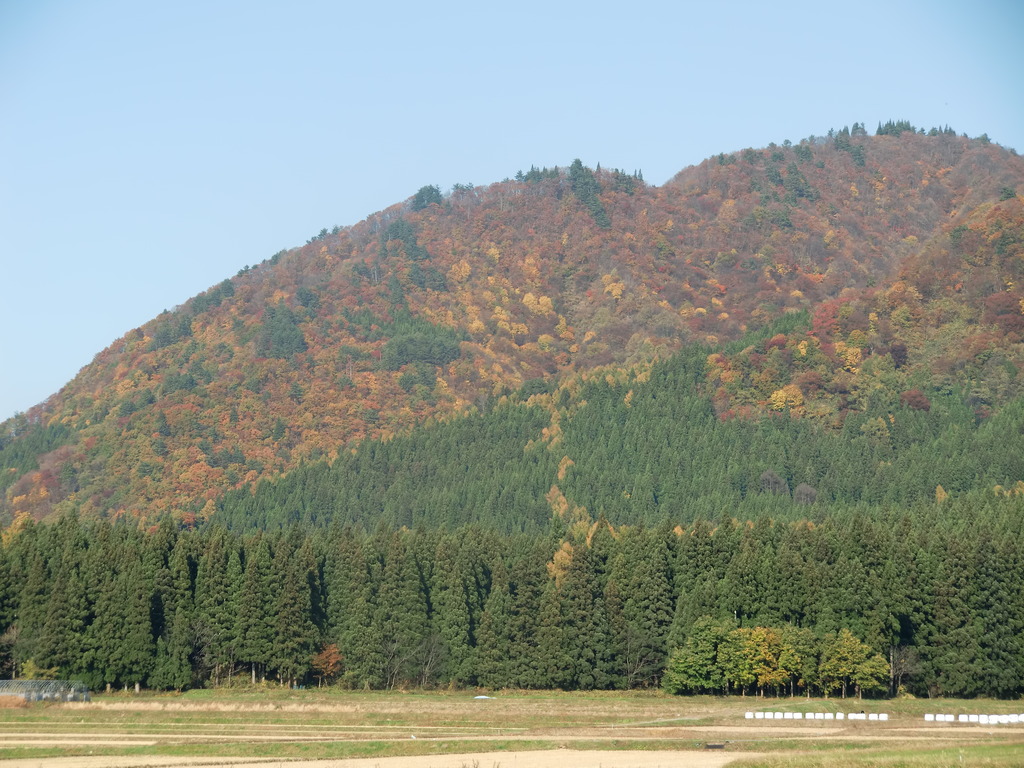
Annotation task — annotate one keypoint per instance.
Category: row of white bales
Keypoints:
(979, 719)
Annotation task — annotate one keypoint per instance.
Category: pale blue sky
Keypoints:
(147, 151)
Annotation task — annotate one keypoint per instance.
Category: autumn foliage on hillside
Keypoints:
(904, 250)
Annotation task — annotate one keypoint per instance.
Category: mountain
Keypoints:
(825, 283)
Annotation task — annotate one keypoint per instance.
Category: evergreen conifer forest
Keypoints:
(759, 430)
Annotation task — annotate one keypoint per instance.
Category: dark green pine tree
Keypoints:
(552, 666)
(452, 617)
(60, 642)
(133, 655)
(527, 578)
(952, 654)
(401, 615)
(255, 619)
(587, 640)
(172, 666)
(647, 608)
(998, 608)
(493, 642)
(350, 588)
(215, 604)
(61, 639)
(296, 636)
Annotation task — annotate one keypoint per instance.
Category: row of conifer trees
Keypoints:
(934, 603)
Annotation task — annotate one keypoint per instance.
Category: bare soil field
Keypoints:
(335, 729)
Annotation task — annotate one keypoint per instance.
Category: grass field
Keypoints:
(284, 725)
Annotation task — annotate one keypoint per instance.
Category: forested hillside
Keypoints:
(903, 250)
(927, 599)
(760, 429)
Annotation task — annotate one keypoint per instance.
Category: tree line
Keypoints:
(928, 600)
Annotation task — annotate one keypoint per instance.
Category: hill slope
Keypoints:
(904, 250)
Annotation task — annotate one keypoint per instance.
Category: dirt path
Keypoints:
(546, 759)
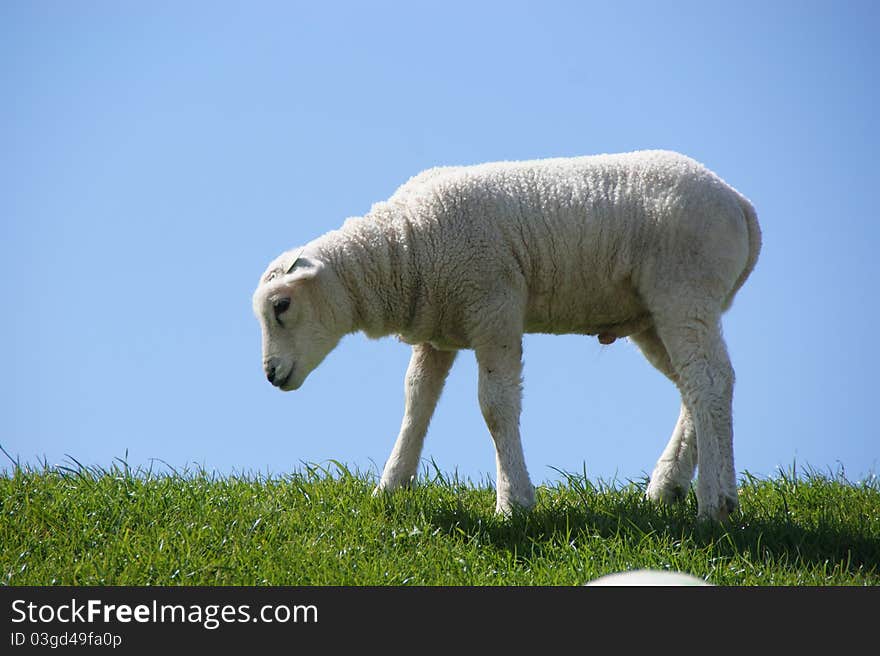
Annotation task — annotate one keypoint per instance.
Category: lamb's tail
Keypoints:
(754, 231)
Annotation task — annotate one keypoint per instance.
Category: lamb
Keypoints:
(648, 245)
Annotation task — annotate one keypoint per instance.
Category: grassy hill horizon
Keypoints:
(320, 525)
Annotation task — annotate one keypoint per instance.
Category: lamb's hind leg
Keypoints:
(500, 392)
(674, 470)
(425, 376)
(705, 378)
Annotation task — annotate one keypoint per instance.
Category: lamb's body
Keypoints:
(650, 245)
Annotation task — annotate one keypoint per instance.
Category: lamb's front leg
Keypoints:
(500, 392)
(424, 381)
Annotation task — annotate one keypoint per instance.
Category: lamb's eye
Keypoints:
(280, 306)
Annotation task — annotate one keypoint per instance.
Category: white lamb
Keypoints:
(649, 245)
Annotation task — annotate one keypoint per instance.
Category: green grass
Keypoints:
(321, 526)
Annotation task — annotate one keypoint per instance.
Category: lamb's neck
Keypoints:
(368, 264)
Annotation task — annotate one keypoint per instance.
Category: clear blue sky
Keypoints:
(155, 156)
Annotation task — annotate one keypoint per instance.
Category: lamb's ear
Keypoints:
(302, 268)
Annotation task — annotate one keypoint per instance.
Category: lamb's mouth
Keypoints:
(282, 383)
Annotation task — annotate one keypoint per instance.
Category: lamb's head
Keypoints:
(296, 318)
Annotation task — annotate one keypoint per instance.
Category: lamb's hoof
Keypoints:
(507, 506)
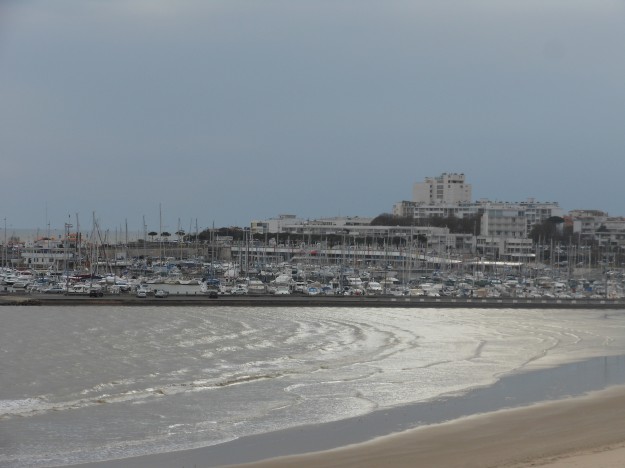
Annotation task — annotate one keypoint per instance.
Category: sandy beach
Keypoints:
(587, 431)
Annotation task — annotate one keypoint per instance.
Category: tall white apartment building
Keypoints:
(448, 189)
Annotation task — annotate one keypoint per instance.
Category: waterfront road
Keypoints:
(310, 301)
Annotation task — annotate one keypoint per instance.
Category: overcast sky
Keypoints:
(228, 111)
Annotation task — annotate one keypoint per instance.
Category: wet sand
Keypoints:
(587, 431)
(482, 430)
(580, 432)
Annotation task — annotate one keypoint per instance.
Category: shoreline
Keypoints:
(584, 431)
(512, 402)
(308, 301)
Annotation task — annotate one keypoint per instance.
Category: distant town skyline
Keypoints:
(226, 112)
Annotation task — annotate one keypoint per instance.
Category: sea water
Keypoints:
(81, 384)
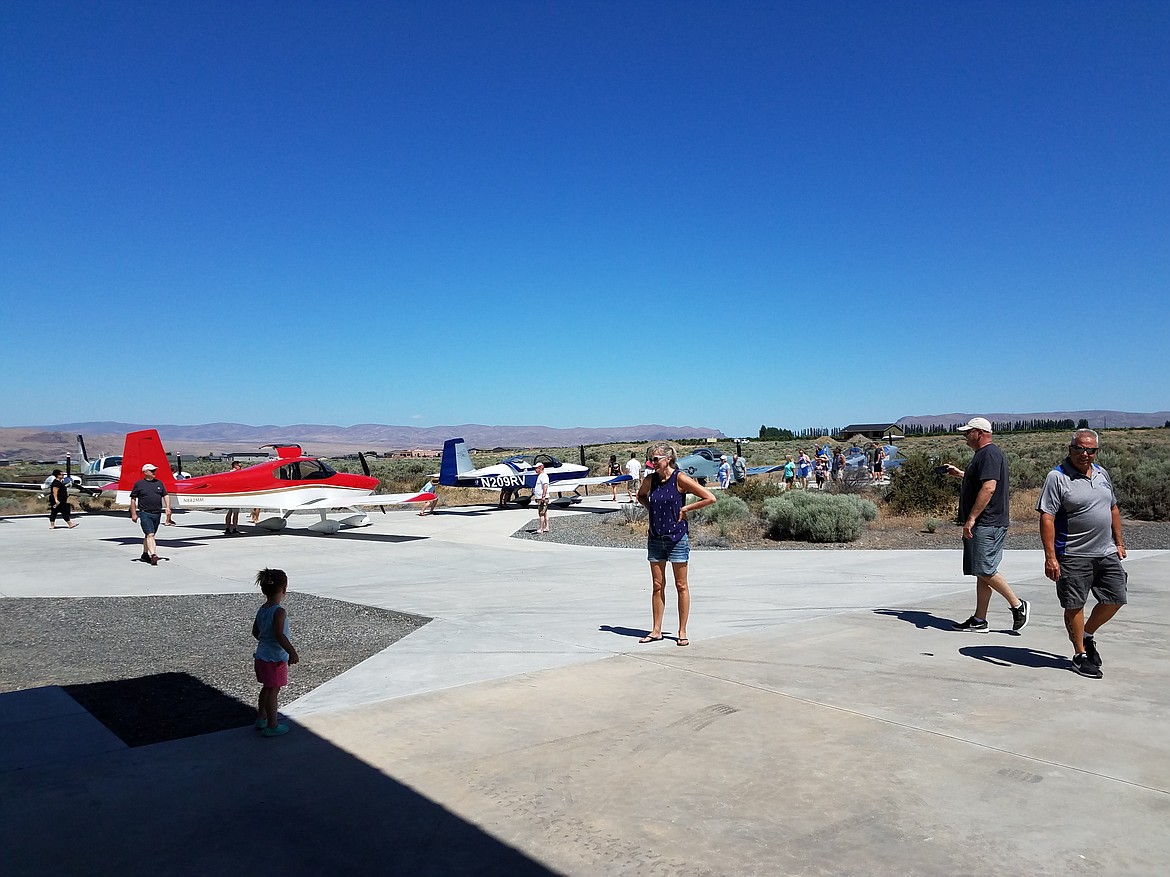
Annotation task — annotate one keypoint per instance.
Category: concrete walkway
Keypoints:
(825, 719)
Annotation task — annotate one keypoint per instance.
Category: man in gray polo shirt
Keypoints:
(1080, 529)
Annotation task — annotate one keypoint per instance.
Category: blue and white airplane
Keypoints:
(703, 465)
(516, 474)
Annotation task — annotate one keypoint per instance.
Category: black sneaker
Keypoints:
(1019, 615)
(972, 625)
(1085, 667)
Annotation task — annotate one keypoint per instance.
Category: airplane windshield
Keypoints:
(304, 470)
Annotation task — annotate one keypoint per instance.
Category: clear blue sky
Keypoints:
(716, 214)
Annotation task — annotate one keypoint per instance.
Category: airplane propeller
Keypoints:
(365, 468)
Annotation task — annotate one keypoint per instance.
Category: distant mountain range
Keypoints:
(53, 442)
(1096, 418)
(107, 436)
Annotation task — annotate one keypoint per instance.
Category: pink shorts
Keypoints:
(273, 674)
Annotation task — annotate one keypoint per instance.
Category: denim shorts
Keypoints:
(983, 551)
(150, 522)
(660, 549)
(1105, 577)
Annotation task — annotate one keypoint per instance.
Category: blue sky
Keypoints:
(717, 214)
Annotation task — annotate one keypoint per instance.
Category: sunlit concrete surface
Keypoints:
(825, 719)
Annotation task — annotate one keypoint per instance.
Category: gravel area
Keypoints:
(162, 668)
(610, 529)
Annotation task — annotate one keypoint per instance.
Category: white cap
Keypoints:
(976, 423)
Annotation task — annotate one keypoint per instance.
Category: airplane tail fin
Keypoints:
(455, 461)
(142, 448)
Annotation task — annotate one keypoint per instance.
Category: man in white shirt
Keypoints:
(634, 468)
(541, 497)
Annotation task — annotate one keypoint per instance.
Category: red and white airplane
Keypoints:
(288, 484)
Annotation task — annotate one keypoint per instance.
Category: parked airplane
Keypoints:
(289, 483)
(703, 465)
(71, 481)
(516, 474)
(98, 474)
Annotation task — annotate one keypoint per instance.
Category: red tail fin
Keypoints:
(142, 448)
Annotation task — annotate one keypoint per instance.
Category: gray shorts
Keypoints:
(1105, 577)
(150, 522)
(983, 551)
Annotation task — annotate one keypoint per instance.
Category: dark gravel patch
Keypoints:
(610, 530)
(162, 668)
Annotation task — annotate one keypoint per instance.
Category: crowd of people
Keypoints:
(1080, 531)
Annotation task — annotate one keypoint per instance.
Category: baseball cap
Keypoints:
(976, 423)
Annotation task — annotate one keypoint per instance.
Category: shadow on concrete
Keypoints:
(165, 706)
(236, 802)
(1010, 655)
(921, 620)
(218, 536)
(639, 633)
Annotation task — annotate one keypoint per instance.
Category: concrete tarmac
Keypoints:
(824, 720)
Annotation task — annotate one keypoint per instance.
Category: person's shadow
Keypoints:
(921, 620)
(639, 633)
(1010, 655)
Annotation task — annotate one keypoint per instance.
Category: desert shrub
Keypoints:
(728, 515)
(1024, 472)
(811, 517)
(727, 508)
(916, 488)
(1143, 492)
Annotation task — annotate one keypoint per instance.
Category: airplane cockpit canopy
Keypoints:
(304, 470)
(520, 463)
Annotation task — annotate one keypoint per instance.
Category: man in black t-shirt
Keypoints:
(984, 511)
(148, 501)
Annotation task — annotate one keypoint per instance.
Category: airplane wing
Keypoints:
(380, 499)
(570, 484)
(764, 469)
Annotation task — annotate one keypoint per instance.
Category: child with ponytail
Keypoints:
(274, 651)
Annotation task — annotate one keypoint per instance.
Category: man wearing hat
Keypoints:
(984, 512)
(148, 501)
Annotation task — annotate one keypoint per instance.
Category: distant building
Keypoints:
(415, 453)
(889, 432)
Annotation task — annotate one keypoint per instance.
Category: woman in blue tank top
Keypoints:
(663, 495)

_WORK TO DO_: Which lines in the items above contain the word "conifer"? Return each of those lines in full.

_WRITTEN REPLY_:
Category: evergreen conifer forest
Category: row of conifer trees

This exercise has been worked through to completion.